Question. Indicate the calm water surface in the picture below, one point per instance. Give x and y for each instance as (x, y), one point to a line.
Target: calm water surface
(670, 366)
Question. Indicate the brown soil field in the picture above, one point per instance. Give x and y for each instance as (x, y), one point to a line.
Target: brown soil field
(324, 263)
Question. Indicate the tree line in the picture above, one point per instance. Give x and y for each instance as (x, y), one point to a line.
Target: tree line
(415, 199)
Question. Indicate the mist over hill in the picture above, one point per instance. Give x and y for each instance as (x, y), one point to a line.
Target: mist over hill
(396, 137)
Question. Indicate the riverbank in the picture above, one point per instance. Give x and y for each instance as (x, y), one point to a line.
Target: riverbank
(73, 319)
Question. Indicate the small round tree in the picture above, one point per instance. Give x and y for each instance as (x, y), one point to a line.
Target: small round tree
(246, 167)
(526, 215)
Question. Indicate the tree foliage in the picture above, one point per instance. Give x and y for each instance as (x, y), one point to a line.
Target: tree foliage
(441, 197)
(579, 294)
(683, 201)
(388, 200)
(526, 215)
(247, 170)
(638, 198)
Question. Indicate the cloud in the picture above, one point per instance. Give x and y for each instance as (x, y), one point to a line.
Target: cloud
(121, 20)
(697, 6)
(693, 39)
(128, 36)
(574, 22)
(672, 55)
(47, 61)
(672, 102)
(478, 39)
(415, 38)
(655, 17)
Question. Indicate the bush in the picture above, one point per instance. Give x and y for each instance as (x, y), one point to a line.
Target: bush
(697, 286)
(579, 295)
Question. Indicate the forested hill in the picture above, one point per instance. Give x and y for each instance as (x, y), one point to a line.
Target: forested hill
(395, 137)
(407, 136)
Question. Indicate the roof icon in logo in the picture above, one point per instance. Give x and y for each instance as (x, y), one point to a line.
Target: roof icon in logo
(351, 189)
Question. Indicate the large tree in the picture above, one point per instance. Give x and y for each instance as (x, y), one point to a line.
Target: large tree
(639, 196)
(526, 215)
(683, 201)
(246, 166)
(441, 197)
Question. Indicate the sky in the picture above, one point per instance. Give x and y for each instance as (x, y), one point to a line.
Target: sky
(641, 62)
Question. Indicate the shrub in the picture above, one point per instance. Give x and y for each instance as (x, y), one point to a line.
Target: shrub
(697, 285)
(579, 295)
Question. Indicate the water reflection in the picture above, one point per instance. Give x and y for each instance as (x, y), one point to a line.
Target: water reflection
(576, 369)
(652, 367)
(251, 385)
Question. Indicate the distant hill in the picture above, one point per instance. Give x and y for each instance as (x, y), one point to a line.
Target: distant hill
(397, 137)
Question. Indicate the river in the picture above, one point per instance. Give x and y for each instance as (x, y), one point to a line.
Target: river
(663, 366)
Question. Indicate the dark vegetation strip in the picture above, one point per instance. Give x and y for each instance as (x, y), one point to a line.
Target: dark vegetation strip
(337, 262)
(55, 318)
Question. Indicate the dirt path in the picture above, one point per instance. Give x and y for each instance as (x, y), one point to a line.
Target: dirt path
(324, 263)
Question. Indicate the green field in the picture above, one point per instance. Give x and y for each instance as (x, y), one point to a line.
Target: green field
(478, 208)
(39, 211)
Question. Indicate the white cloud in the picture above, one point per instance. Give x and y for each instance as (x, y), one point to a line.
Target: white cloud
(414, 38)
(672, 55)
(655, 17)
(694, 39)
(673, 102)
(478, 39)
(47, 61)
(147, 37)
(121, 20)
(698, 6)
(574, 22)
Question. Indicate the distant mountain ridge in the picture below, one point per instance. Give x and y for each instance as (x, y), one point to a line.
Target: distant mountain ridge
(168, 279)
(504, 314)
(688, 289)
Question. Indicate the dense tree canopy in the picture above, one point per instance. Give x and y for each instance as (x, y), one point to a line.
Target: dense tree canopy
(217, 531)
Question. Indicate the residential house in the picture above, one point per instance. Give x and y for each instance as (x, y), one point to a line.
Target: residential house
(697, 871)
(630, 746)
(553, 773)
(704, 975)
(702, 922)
...
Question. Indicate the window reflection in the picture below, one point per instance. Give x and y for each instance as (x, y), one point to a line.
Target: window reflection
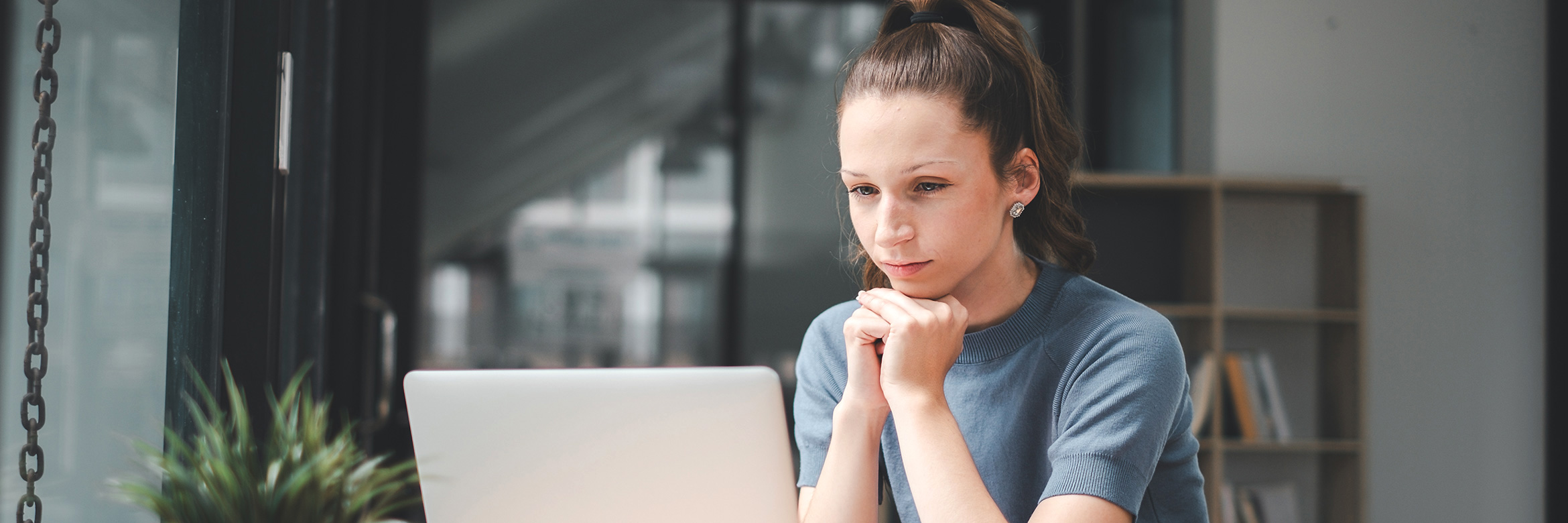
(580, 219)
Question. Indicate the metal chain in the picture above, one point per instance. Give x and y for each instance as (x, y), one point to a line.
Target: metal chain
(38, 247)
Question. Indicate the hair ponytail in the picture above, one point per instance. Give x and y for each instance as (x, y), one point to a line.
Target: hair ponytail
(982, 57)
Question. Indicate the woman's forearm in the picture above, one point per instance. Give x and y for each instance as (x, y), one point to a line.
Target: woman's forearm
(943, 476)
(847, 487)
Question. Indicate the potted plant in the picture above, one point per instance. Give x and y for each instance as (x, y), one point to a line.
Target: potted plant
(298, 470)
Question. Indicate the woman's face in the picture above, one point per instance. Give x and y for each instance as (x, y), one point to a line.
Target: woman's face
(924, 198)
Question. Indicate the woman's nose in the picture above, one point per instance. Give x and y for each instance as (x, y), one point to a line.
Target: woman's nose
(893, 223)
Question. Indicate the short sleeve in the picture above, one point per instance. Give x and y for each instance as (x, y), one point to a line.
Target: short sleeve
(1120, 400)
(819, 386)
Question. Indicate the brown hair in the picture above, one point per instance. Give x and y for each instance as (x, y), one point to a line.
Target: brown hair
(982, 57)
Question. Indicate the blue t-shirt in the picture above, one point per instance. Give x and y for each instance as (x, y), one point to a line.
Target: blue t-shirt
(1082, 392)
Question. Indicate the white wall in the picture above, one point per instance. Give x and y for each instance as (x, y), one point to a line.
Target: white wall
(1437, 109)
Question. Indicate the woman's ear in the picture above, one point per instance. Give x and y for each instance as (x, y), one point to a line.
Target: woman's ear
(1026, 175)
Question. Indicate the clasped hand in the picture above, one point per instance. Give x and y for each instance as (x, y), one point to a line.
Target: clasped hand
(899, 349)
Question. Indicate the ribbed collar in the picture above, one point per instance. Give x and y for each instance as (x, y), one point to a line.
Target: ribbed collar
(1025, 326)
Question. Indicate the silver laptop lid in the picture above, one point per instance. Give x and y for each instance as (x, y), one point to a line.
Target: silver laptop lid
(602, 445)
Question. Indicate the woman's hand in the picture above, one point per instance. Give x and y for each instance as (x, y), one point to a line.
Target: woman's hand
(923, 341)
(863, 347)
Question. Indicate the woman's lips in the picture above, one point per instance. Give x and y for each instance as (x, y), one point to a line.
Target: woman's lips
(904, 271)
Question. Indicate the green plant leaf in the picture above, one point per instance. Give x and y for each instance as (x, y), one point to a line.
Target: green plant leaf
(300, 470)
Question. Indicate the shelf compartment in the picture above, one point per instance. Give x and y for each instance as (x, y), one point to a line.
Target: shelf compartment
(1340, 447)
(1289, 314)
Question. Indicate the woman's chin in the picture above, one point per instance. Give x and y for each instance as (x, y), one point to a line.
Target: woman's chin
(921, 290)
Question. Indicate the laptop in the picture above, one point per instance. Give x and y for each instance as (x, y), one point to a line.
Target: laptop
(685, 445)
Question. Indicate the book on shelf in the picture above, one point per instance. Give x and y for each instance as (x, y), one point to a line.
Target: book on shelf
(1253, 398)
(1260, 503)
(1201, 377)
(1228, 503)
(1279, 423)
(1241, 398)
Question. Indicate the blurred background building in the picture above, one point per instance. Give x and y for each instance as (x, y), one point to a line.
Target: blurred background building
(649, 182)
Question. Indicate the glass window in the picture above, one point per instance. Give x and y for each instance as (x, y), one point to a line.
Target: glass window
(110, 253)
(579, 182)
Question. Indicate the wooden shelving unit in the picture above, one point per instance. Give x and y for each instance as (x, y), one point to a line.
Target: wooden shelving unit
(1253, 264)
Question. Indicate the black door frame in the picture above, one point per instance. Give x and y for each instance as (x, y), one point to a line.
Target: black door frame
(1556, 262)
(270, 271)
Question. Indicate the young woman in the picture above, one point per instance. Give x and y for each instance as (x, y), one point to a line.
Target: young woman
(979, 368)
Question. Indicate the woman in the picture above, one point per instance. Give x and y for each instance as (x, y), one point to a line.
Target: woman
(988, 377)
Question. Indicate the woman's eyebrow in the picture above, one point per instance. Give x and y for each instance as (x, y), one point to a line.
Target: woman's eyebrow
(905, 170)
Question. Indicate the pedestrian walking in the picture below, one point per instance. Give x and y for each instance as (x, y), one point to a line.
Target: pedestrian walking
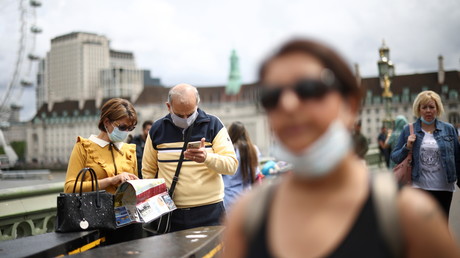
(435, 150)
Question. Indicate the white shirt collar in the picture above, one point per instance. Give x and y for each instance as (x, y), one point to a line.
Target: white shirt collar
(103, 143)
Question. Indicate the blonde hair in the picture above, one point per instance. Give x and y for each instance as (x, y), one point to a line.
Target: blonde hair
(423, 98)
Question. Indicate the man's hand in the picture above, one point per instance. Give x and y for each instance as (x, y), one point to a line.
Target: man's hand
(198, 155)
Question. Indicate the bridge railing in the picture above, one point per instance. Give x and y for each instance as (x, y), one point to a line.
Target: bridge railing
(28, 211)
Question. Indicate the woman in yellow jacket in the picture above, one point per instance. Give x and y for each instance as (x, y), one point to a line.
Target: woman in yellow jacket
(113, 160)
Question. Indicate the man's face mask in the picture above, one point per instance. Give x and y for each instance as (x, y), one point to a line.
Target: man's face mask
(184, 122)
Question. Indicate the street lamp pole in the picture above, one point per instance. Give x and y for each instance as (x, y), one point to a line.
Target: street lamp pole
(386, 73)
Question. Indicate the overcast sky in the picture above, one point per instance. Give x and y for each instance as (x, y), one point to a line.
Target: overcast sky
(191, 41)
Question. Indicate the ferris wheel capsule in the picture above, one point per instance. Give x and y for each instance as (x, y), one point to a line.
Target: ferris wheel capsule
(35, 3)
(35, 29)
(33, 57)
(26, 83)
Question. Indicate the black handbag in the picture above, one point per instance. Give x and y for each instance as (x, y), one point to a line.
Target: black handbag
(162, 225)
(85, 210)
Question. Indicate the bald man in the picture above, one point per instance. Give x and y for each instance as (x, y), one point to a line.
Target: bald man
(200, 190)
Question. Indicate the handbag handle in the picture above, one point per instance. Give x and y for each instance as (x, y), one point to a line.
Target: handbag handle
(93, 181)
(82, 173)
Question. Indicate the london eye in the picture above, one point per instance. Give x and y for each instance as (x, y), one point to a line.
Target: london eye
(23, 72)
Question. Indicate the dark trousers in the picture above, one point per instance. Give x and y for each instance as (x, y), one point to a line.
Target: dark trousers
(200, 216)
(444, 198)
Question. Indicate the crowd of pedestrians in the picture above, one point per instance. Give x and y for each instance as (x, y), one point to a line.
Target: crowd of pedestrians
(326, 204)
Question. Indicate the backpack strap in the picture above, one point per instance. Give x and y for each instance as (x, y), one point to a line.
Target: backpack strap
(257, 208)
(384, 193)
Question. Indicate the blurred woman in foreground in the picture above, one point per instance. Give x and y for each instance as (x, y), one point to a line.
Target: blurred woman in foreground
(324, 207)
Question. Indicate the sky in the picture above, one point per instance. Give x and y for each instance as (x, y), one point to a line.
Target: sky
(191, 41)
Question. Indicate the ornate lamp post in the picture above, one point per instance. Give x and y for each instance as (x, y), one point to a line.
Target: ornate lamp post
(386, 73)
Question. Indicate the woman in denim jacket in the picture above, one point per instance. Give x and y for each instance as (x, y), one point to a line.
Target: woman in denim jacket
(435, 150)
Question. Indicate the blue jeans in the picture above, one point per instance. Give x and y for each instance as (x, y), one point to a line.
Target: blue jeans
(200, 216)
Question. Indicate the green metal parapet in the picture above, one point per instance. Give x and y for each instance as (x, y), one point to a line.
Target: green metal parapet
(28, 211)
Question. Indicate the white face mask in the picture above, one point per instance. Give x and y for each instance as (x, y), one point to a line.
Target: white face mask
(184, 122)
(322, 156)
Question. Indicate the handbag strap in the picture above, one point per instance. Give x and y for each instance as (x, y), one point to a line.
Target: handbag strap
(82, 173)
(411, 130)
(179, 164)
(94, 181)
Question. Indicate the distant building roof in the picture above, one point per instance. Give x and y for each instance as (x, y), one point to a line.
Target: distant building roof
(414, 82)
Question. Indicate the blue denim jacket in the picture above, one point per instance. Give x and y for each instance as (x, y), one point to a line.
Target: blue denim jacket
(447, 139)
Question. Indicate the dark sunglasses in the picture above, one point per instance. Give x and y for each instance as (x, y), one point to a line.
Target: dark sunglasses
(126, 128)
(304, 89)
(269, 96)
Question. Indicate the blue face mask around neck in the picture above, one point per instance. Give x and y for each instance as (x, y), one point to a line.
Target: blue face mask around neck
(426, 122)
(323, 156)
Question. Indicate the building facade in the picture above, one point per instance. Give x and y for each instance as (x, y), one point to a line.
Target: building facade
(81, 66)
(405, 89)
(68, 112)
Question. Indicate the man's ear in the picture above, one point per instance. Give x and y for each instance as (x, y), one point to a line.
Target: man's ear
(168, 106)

__Directions for this task__:
Count the lines in the items above that contain the string "silver", and reply with the number alone.

__Response to this task__:
2